▶ _Exercise text_:

※

It is a far better strategy to look for complementary co-founders.
“If you’re starting a company, there’s this huge surface area that you’ve got to build a team to cover. With your founding team, you want it to be like a Venn diagram where there’s just enough overlap that you guys can communicate. But mostly you’re just trying to cover as much surface area as possible.”
In those early days of Cloudflare, Michelle focused on process and operations; Matthew focused on vision, marketing and sales; and Lee focused on tech.
“I remember early on, one of the things that really mattered to Michelle — she was like, ‘I want to be on the board.’ I went to Lee and I was like, ‘Do you want to be on the board?’ He was like, ‘Why on earth would I want to be on the board? I just want to write code.’”
It made for a strong, foundational group, and Matthew believes it’s a crucial set up from the beginning.
“One of the questions that we get all the time is, ‘Gosh, how did you guys split up responsibility?’ I try not to say this when someone asks it, but immediately my thought is, you have the wrong co-founder. Because if it’s not 100% clear from day one, it’s only going to get harder every day that passes.”
Figure Out Your Unfair Advantage In Hiring
Recruiting is always the hardest thing you have to do as an entrepreneur, and it’s likely the biggest challenge you’ll face when starting a company during a recession. Workers are less palatable to taking on risk during hard times.
Still, it’s the one thing you as the CEO cannot “fire yourself” from.

※

▶ _Information_:
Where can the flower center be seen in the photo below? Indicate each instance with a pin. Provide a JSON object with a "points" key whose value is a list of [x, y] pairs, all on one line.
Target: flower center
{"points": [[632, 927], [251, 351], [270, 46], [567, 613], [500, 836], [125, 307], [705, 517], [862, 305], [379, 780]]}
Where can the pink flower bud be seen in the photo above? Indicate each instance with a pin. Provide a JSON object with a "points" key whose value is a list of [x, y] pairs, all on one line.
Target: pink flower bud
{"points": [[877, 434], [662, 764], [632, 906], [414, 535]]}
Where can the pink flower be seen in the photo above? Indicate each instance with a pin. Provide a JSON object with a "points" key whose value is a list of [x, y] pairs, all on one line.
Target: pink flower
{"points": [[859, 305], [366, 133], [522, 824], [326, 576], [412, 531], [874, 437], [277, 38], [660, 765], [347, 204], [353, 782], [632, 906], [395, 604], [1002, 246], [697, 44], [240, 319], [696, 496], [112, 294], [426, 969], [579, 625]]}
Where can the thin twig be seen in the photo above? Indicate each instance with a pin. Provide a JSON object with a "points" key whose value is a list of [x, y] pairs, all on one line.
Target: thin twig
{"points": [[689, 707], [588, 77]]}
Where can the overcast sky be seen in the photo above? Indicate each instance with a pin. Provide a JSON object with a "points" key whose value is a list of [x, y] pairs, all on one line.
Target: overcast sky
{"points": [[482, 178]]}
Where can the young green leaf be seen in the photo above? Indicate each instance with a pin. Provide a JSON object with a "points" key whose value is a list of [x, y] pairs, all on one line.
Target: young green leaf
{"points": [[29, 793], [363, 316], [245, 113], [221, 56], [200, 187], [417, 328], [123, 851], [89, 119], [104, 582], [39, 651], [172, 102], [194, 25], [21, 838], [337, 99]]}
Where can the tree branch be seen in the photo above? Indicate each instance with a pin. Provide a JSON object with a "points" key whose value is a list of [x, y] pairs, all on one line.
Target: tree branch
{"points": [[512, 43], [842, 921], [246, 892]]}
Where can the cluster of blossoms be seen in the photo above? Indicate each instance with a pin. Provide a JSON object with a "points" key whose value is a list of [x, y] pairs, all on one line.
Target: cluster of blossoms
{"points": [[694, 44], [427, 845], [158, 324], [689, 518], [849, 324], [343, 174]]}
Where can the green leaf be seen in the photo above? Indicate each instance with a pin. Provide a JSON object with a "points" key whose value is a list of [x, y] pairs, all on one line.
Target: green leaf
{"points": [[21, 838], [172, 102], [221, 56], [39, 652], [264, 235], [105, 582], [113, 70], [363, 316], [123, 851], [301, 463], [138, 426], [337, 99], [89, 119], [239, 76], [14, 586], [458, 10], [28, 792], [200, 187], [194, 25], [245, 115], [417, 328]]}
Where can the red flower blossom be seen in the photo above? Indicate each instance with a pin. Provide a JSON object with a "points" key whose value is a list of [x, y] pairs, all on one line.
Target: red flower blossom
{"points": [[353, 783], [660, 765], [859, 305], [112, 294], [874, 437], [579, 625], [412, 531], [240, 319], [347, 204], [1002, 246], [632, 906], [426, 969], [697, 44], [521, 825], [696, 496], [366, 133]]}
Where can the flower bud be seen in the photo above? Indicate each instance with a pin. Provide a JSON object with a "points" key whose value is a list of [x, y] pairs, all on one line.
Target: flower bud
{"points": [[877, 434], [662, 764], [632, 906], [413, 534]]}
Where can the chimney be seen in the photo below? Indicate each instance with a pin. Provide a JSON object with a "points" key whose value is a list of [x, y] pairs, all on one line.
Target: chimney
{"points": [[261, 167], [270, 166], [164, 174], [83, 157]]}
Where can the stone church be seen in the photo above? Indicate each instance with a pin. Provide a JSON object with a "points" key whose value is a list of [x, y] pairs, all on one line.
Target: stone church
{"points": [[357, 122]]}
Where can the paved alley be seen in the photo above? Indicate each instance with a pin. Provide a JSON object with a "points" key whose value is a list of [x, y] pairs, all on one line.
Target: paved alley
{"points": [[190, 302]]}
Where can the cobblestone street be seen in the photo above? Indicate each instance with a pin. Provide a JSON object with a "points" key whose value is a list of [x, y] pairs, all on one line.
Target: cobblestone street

※

▶ _Work instructions_:
Answer these questions about the text on Cloudflare's co-founders:
(a) What kind of diagram is the founding team compared to?
(b) In the early days of Cloudflare, what did Lee focus on?
(c) What is always the hardest thing you have to do as an entrepreneur?

▶ _Reply to the task_:
(a) A Venn diagram
(b) Tech
(c) Recruiting